> _STATED GOAL_: Write out every entry, unchanged. Skip any picture.

> _STORED RECORDS_:
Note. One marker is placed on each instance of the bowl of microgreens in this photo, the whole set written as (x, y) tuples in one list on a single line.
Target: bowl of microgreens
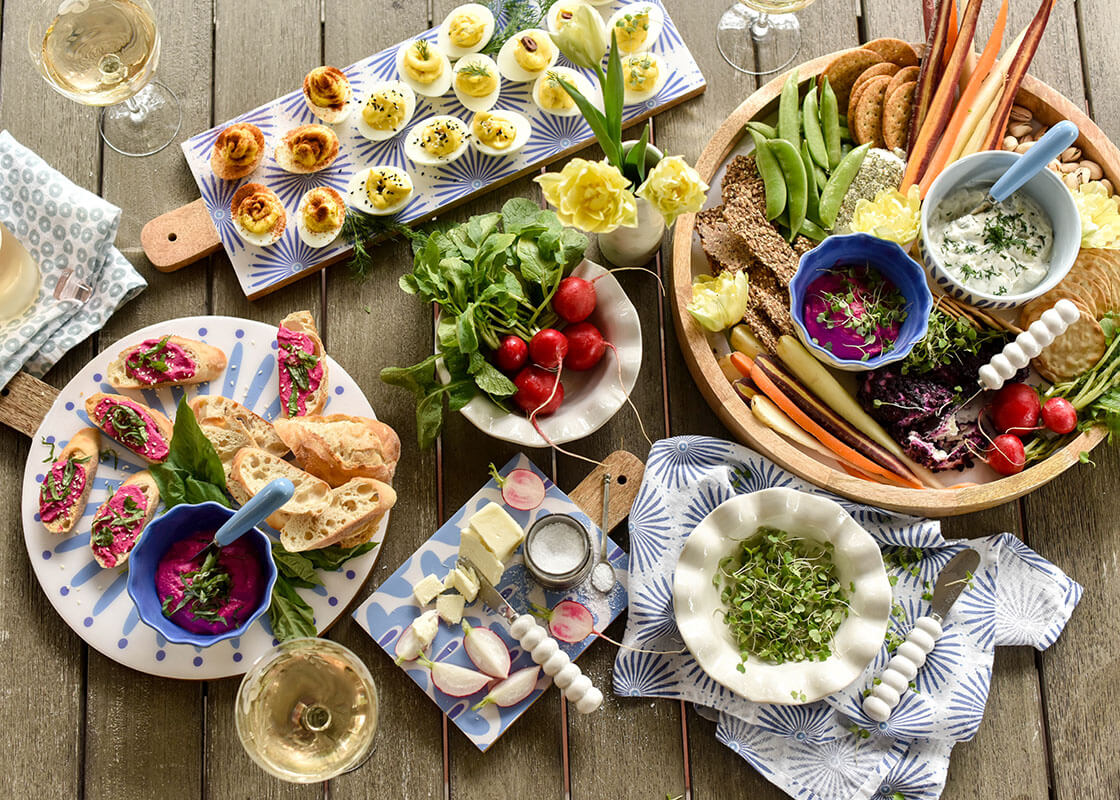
[(781, 596)]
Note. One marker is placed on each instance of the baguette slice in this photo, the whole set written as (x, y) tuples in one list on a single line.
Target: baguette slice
[(353, 507), (162, 425), (105, 556), (337, 447), (253, 468), (304, 323), (84, 444), (208, 363)]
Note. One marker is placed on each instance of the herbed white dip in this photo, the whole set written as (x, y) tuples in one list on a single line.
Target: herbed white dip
[(1005, 250)]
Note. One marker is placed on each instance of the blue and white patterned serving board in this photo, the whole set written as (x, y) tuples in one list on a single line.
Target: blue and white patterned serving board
[(261, 270), (93, 601), (392, 608)]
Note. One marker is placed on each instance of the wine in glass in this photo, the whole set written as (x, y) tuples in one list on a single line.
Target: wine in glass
[(103, 53), (759, 37), (307, 710)]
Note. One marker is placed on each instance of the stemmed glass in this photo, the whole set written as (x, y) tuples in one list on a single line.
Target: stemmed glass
[(759, 37), (103, 53)]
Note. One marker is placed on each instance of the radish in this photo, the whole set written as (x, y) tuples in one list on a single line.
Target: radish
[(511, 354), (586, 346), (548, 347), (486, 650), (454, 680), (575, 299), (1060, 416), (512, 690)]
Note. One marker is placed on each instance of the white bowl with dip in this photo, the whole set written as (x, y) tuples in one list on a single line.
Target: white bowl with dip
[(983, 273)]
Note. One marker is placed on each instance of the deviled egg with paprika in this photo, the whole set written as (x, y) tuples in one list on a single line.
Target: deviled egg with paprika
[(425, 67), (380, 191), (437, 140)]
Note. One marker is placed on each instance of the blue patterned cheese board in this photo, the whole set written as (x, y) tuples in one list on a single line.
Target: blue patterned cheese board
[(437, 189), (392, 607)]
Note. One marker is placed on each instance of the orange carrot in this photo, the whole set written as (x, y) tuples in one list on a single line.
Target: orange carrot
[(964, 105)]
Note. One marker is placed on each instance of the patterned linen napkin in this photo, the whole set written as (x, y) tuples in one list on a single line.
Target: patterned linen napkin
[(829, 750), (63, 228)]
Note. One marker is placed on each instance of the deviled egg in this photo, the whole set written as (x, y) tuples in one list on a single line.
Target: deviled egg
[(500, 132), (466, 29), (636, 26), (319, 216), (525, 56), (380, 189), (476, 82), (643, 76), (437, 140), (258, 214), (388, 109), (425, 67)]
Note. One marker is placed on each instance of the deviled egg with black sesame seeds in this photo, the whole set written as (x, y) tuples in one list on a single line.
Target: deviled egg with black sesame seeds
[(466, 29), (476, 82), (437, 140), (500, 132), (381, 189), (425, 67), (386, 110), (319, 216), (526, 55)]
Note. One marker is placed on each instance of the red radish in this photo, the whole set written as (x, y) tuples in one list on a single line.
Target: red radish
[(575, 299), (1060, 416), (486, 650), (512, 690), (454, 680), (1015, 407), (534, 387), (1007, 455), (548, 347), (511, 354)]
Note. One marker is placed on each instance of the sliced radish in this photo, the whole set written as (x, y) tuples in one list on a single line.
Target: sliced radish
[(512, 690), (486, 650)]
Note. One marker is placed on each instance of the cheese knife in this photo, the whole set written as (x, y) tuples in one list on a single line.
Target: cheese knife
[(543, 649), (920, 642)]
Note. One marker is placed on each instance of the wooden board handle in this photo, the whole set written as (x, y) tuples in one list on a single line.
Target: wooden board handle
[(626, 471), (179, 238)]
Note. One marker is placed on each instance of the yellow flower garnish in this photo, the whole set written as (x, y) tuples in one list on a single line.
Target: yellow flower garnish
[(593, 196), (892, 215), (1100, 216), (673, 188)]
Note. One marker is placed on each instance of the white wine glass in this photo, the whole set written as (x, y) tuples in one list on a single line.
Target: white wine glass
[(761, 37), (307, 710), (103, 53)]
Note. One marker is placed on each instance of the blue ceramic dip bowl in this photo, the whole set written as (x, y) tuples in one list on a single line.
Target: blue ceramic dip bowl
[(892, 261), (167, 529)]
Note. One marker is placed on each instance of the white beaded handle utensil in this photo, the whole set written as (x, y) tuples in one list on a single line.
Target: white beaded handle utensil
[(907, 660), (543, 649)]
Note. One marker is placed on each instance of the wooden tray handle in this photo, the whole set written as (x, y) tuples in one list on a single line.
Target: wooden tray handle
[(179, 238)]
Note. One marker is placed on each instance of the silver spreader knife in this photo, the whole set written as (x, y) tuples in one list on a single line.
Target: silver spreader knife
[(543, 649), (920, 642)]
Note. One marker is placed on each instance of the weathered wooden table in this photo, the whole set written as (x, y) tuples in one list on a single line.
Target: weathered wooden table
[(73, 724)]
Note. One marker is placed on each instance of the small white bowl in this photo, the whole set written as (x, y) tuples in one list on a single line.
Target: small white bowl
[(857, 559), (1045, 188)]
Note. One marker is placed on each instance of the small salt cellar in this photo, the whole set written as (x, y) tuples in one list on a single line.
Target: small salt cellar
[(558, 551)]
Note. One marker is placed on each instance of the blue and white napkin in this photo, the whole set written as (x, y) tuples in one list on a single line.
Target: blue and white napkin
[(63, 228), (829, 750)]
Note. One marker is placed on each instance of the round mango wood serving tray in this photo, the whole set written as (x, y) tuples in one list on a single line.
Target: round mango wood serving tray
[(1048, 108)]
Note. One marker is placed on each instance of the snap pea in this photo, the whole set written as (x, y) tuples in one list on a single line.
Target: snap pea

> _RESPONSE_:
Note. One marker is placed on each instance of the bowl of microgreens in this photo, the whole set written as (x, y) tuples in one list on a single line.
Target: bowl of microgreens
[(781, 596)]
Note. One marker is placed on each instance of the baguette slice in this photo, the whole set written as (x, y) tuples in one list on a single line.
Target: baguette slice
[(353, 507), (162, 425), (105, 556), (337, 447), (253, 468), (304, 323), (84, 444), (208, 363)]
Note. One marker is placed on each instance of the herbed white dip in this photo, the whole set written as (x, y) tuples in one list on a single line.
Target: herbed white dip
[(1005, 250)]
Note. One marker is placed on each instance of the blue and white patterned serving board in this photo, the whole set written as (x, y) tuples in one list on a single line.
Target: blue and white patterned serving board
[(261, 270), (93, 601), (392, 608)]
Note. One marker is placed on each instance of the wine in glass in this photo, the whole set written as (x, y) tuples in one list on a single line.
Target: wine in glass
[(103, 53), (759, 37), (307, 710)]
Note. One marker is placed on each instance of the stemmed glass in this photo, the whole set written as (x, y) tuples in one list on a single line.
Target: stemmed glass
[(759, 37), (103, 53)]
Note. One marker is placed on each instance of the radish in this photo, the whole set written as (x, y) tuples in one list on a single line.
Target: radish
[(511, 354), (586, 346), (548, 347), (486, 650), (454, 680), (575, 299), (1060, 416), (512, 690)]
Note. One marker is placed on each instance of the white bowl with dip in this photo, the whole set written as (x, y) tuples in one list on a single line.
Target: white bowl with dip
[(983, 273)]
Note. One marker is placed on each instance of the deviled egg with paprika in this photo, the whole set written as (x, y) tuples in one list on a single line.
Target: deviled egg with paprika
[(425, 67), (380, 191), (437, 140)]
Note. One marker is placed on each instance of the blue patterned cheese board in this photo, the whole set written as (x, y) tuples in one list on a single line.
Target: blue patterned cheese board
[(437, 189), (392, 607)]
Note. One marker is placed on each instance of the orange carrot in this photo, the whole set written as (x, y) tuples in one list on a single line.
Target: orange carrot
[(964, 105)]
Note. One marker is placed on each instance of the patterned linen napkin in this photo, the whole set written as (x, y) tuples in one list on a single line.
Target: patterned linen napkin
[(829, 750), (63, 228)]
Note. One marker is placed on each instance of the deviled egg in this photo, the whole set written as (x, y) tuples in one list on a single line.
Target: deviled egg
[(500, 132), (466, 29), (636, 26), (319, 216), (525, 56), (380, 189), (476, 82), (643, 76), (437, 140), (258, 214), (388, 109), (425, 67)]
Note. One marker is placed on each instance of the deviled egg with black sesame seeds in this photo, the whole set written as (x, y) tuples in one list on a single line.
Target: deviled egg with black sesame seeds
[(466, 29), (476, 82), (437, 140), (500, 132), (381, 189), (425, 67), (386, 110), (319, 216), (526, 55)]
Note. One marker is placed on each instance of the red radish in this photo, the whole set written as (x, y) tuples in one list on a single line.
Target: red radish
[(575, 299), (1060, 416), (486, 650), (512, 690), (454, 680), (1015, 407), (534, 387), (1007, 455), (548, 347), (511, 354)]
Note. One marker is placed on each instance of the sliced radish in this photo, the whole set written as (x, y) tuples in one list on a single line.
Target: sliced radish
[(512, 690), (486, 650)]
Note. One marker is placed on each instance of the cheese knife in this photo, the whole set written as (x, y) tuples in one list on a single line.
Target: cheese knife
[(543, 649), (920, 642)]
Note. One marker is placed on each instance of the wooden board handle in this photo, the whole set written as (x, y) tuples in one list on a single line.
Target: wooden board handle
[(626, 471), (179, 238)]
Note. One marker is placed on each instance of the yellow flower garnish in this photo, the whole set written as (x, y) tuples in one list on a single line.
Target: yellow flower garnish
[(593, 196), (892, 215), (1100, 216), (673, 188)]
Note. One marker is placed on each instance of the white wine glass in this photo, the whole set written as (x, y) tuples in one list on a single line.
Target: white wine glass
[(761, 37), (307, 710), (103, 53)]
Note. One marker is placed on each instance of the blue ceramic dip bowl in this photo, the whole set written as (x, y) tuples in one list on a single line.
Target: blue ceramic dip bowl
[(892, 261), (167, 529)]
Note. One marker is placed on each instance of the white beaded handle utensil in this photo, the whole set written as (x, y) tuples in one list on a single line.
Target: white beaded handle utensil
[(907, 660), (543, 649)]
Note. One marker is placed on each instance of the wooden tray handle in this photo, the whole set written as (x, y) tuples in one list on a single line.
Target: wooden tray handle
[(179, 238)]
Note. One marker is placed on each instance of the silver spreader knife in this photo, the whole set written as (x, y) tuples in one list on a single line.
Target: silver spreader knife
[(543, 649), (920, 642)]
Note. One marker is placed on each instance of the weathered wooden table in this photo, the whole set written as (x, y) tuples in one list on a single line.
Target: weathered wooden table
[(73, 724)]
Note. One marker is placed on each instance of the small white bowl in this photo, the whole set written as (x, y) tuples in one list on a single line.
Target: small white bowl
[(857, 559), (1045, 188)]
Note. One marker is placed on each instance of the small salt cellar in this photo, the whole set written as (x, y) tuples in one list on a single line.
Target: small salt cellar
[(558, 551)]
Note. One marker is placed on each instance of the blue and white napkin in this photo, the whole set written as (x, y) tuples in one list on a single line.
Target: blue and white napkin
[(63, 228), (829, 750)]
Note. One marker is placed on each instance of the round mango wood serving tray in this photo, the whole set written as (x, y) tuples in one list on a single line.
Target: round mango wood serving tray
[(1048, 108)]
Note. One marker is placed on each instance of the snap pea in this photo, the whole set written as (x, y) tuples in one list on a single line.
Target: snap pea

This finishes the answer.